PCA

practice
single-cell
Published

May 7, 2026

Purpose

PCA is the first major dimensionality reduction step in the standard Seurat workflow.

It summarizes high-dimensional gene expression variation into principal components. These PCs are then used for neighbor graph construction, clustering, UMAP, and other downstream steps.

Typical position:

NormalizeData() -> FindVariableFeatures() -> ScaleData() -> RunPCA()

Before PCA

PCA usually expects scaled data.

Check that variable features exist:

length(Seurat::VariableFeatures(seu))
head(Seurat::VariableFeatures(seu), 10)

Check that scaling has been run:

scaled_data <- Seurat::GetAssayData(
  object = seu,
  assay = "RNA",
  slot = "scale.data"
)

dim(scaled_data)

Run PCA

Standard PCA:

seu <- Seurat::RunPCA(
  object = seu,                         # Seurat object after ScaleData()
  features = Seurat::VariableFeatures(seu), # use variable features
  npcs = 50,                            # number of PCs to compute
  verbose = TRUE                        # show progress messages
)

What to remember:

  • PCA usually uses variable features.
  • PCA is stored as a reduction inside the Seurat object.
  • The number of computed PCs should be larger than the number you expect to use later.

Check PCA

Check reductions:

Seurat::Reductions(seu)

Extract PCA embeddings:

pca_embeddings <- Seurat::Embeddings(
  object = seu,
  reduction = "pca"
)

dim(pca_embeddings)
pca_embeddings[1:5, 1:5]

View top feature loadings for selected PCs:

print(
  x = seu[["pca"]],
  dims = 1:5,
  nfeatures = 5
)

Visualize PCA

Basic PCA plot:

Seurat::DimPlot(
  object = seu,
  reduction = "pca"
)

Color PCA by metadata:

Seurat::DimPlot(
  object = seu,
  reduction = "pca",
  group.by = "sample_id"
)

Show PC loadings:

Seurat::VizDimLoadings(
  object = seu,
  dims = 1:2,
  reduction = "pca"
)

☆ ☆ ☆ ☆

## ACTIONS TO TAKE
[a] Rewrite the part of the PCA page between "NormalizeData() -> FindVariableFeatures()" and "length(Seurat::VariableFeatures(seu))", inclusive, replacing "scaled data" with "standardized data" wherever it occurs.
[b] According to the PCA page, why should you confirm that scaling has been run before running PCA?
[c] In the standard RunPCA() call on the PCA page, how many principal components are computed?
The records after this point have nothing to do with the PCA page.

☆ ☆ ☆ ☆

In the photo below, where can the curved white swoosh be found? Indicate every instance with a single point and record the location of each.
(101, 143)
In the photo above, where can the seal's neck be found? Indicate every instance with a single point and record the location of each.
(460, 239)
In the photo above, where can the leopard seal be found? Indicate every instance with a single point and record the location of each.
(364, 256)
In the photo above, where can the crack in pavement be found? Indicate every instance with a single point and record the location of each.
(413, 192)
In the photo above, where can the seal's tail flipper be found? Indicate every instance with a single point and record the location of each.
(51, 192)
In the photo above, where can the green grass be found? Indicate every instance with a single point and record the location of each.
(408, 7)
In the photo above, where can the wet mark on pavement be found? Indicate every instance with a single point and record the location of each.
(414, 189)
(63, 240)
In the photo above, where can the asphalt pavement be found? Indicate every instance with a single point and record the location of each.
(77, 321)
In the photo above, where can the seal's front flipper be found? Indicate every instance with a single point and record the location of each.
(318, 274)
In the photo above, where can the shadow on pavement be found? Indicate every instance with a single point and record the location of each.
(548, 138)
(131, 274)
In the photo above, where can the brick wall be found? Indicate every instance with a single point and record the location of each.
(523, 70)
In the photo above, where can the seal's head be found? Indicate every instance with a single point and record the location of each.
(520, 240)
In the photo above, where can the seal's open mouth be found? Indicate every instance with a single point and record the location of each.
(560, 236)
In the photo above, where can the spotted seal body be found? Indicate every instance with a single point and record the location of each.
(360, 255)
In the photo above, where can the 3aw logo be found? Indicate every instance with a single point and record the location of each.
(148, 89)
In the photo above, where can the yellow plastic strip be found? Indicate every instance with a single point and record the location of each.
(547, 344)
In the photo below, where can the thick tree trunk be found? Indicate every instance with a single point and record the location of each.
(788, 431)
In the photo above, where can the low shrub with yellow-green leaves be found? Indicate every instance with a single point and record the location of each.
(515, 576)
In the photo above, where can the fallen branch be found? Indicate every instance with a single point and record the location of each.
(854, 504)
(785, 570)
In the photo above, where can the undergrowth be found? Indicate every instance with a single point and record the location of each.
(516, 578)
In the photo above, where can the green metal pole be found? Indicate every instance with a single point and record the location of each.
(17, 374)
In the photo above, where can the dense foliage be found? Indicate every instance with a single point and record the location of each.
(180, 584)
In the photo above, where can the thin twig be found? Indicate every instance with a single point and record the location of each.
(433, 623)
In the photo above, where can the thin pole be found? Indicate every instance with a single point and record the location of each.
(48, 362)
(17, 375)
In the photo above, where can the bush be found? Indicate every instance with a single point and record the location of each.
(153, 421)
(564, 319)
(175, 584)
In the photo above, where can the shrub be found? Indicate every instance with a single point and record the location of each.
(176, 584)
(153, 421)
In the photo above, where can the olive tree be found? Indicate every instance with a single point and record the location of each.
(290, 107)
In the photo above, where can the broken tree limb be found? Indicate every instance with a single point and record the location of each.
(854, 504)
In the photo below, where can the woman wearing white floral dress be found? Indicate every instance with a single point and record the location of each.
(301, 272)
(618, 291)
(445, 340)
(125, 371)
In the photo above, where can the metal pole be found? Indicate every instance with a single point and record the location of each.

☆ ☆ ☆ ☆

## ANSWERS TO THE EXERCISE
[a]
NormalizeData() -> FindVariableFeatures() -> ScaleData() -> RunPCA()

Before PCA

PCA usually expects standardized data.

Check that variable features exist:

length(Seurat::VariableFeatures(seu))

[b] PCA usually expects scaled data.

[c] 50